Given exercise
Which lines in the listing below contain the string "beak"? Gather all of them and copy each line in full.

Dataset rows

**********

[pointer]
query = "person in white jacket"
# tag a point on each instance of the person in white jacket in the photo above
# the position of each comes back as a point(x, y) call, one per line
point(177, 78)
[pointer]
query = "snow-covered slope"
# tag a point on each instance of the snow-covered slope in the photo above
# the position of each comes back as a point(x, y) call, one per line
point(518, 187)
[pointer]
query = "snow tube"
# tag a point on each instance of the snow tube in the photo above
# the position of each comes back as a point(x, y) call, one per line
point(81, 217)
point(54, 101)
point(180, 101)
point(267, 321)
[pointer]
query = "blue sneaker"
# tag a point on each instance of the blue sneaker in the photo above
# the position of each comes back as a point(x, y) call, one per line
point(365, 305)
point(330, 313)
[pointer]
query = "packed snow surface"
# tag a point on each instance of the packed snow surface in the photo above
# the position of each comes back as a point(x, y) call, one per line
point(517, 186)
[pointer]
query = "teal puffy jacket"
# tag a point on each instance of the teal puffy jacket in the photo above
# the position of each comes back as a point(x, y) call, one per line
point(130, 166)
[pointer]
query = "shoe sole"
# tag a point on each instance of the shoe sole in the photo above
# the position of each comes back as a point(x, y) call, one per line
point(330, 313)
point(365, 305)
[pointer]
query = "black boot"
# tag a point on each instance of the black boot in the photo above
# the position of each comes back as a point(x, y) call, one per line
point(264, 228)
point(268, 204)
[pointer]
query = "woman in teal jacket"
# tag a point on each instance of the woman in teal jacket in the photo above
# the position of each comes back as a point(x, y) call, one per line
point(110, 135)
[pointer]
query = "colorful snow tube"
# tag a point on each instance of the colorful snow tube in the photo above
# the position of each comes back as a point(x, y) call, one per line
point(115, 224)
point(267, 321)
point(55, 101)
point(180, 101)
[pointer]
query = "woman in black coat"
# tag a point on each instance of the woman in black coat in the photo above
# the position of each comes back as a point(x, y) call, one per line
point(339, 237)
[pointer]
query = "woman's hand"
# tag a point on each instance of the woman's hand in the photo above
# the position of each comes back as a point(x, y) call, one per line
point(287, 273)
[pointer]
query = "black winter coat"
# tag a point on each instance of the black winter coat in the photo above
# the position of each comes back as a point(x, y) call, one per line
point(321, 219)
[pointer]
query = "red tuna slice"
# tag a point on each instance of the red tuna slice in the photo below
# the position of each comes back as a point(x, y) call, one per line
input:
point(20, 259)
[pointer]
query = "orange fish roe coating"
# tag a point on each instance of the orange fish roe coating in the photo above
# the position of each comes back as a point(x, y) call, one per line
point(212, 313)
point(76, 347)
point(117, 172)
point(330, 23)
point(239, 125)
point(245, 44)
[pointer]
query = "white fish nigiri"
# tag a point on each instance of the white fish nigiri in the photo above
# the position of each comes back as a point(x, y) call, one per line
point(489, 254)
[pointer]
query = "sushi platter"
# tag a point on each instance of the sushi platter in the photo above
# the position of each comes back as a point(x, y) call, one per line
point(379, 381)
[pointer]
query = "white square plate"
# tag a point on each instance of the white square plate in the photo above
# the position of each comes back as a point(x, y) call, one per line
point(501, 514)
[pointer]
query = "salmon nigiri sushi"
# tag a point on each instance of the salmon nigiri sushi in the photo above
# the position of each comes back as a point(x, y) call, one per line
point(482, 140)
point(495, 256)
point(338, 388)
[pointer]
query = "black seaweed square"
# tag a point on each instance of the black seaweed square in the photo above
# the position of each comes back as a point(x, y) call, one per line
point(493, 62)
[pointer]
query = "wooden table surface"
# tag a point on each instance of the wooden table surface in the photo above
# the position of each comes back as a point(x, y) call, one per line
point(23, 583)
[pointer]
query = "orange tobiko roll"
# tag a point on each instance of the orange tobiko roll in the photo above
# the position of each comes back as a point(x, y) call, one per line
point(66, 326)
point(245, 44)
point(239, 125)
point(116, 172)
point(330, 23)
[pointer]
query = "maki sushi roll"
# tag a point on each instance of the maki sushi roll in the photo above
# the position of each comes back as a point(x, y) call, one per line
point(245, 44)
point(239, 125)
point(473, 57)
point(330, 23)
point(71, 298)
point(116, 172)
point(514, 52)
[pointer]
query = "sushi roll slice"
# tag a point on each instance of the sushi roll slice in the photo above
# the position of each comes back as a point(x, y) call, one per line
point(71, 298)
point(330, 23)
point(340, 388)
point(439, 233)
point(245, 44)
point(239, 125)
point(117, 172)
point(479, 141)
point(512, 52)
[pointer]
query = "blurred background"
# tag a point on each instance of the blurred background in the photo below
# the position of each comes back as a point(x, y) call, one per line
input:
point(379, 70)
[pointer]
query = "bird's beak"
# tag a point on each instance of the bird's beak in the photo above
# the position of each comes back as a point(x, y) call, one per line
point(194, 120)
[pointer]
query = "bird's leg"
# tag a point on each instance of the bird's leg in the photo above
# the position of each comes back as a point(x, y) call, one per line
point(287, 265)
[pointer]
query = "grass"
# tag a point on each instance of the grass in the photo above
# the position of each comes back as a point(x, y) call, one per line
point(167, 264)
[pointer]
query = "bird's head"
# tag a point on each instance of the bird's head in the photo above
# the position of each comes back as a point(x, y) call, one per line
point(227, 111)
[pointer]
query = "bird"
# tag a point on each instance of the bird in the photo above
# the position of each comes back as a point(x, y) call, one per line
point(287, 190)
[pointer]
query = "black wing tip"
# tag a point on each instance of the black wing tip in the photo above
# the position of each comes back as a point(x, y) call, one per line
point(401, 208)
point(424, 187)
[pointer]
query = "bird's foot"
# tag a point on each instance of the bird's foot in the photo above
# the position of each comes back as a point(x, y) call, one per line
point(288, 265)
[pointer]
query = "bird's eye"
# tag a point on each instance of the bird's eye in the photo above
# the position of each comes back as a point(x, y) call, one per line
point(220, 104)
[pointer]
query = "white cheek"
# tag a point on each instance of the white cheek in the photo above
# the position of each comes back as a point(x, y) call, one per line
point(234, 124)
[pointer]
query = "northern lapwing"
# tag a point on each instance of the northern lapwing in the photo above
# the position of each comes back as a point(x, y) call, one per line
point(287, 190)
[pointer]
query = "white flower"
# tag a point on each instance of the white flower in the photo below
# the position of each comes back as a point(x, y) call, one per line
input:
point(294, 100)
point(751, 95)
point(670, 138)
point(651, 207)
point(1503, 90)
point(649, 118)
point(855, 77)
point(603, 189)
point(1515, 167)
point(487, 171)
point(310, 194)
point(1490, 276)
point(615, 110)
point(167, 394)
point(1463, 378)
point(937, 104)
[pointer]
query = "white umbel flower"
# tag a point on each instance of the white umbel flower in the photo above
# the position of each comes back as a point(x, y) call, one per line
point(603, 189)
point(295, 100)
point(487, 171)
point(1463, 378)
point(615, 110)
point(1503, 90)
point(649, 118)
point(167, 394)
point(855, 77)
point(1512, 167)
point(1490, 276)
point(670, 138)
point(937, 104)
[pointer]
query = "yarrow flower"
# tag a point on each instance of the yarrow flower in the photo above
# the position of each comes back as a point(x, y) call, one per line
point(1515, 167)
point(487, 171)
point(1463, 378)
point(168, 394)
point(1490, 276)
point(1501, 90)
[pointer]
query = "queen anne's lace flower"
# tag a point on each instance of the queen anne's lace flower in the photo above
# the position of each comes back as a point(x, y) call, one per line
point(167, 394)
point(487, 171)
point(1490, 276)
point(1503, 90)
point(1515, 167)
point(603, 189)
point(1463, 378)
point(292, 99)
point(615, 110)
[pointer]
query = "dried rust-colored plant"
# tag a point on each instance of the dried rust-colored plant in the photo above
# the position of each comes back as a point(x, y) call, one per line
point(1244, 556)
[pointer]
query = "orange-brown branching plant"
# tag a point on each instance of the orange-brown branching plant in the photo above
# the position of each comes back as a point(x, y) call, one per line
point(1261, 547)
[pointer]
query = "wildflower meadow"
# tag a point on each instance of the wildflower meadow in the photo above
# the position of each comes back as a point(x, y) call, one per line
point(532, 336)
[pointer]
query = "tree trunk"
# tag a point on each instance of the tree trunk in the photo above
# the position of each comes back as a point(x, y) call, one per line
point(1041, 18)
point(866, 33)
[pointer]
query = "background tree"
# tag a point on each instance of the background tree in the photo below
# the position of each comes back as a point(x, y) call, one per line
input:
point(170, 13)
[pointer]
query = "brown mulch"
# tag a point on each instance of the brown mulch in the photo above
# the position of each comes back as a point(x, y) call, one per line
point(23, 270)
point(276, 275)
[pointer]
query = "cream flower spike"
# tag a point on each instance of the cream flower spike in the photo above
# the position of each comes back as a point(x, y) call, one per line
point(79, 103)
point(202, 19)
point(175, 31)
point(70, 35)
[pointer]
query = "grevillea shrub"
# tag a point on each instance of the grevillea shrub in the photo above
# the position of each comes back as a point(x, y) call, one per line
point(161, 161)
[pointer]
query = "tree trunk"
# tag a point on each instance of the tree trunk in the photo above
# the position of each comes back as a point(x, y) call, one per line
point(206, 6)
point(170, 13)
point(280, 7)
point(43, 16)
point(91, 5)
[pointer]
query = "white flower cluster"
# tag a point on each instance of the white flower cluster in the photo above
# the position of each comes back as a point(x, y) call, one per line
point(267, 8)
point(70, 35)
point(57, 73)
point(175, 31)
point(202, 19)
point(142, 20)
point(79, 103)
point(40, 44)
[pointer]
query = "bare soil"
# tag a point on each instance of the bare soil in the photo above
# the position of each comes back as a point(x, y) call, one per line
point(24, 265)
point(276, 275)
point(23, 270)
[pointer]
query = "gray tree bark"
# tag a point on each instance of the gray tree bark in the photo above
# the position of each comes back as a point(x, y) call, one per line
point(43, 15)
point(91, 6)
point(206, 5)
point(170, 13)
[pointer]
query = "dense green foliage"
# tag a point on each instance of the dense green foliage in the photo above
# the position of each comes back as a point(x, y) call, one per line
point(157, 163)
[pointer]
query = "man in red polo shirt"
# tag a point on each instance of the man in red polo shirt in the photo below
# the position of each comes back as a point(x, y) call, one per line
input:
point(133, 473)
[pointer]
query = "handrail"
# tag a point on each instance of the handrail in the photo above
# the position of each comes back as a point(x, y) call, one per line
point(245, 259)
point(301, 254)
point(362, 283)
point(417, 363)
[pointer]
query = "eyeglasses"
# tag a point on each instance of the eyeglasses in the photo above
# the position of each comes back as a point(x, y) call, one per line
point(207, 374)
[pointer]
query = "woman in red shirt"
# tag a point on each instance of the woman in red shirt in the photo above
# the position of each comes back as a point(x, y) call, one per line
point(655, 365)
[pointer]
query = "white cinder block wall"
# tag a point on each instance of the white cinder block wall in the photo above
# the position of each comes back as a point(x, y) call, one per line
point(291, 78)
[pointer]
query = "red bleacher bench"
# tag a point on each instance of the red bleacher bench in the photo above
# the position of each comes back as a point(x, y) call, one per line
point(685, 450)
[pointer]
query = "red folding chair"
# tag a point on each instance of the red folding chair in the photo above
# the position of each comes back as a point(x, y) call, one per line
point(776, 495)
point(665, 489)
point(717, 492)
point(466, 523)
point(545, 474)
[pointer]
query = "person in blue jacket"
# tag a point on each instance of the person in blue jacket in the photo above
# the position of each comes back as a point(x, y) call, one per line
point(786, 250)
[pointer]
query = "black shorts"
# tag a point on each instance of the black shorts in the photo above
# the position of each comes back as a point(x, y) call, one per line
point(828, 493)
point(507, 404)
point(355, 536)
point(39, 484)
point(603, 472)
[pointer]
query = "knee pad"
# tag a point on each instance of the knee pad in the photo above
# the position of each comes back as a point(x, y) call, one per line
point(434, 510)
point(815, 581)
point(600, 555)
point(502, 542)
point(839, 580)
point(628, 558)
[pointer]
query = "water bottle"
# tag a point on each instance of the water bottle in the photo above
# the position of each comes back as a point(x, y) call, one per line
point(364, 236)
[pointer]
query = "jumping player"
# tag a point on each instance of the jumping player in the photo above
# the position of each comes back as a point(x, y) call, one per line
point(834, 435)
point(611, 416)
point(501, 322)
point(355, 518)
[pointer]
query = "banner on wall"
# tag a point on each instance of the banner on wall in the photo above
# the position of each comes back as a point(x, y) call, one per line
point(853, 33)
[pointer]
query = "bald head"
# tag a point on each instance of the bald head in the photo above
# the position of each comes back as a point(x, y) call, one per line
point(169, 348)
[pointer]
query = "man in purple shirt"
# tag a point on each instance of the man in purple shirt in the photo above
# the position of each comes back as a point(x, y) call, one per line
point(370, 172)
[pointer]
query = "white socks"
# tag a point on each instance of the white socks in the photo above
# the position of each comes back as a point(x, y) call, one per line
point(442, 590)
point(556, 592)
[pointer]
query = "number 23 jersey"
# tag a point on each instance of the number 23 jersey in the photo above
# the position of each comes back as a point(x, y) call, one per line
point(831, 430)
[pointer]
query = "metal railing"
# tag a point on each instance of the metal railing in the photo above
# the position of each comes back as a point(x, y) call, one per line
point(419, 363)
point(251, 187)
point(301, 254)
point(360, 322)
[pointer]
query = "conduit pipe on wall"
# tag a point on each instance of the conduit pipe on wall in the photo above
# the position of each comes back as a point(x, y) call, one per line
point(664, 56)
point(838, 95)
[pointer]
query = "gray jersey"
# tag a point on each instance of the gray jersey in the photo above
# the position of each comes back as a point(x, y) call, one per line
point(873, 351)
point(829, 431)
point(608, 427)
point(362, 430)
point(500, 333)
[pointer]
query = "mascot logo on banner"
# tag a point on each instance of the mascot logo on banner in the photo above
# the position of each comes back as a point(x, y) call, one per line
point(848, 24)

**********

Answer to this problem
query = "bird's beak"
# tag a point on each instance of the bird's beak in the photo above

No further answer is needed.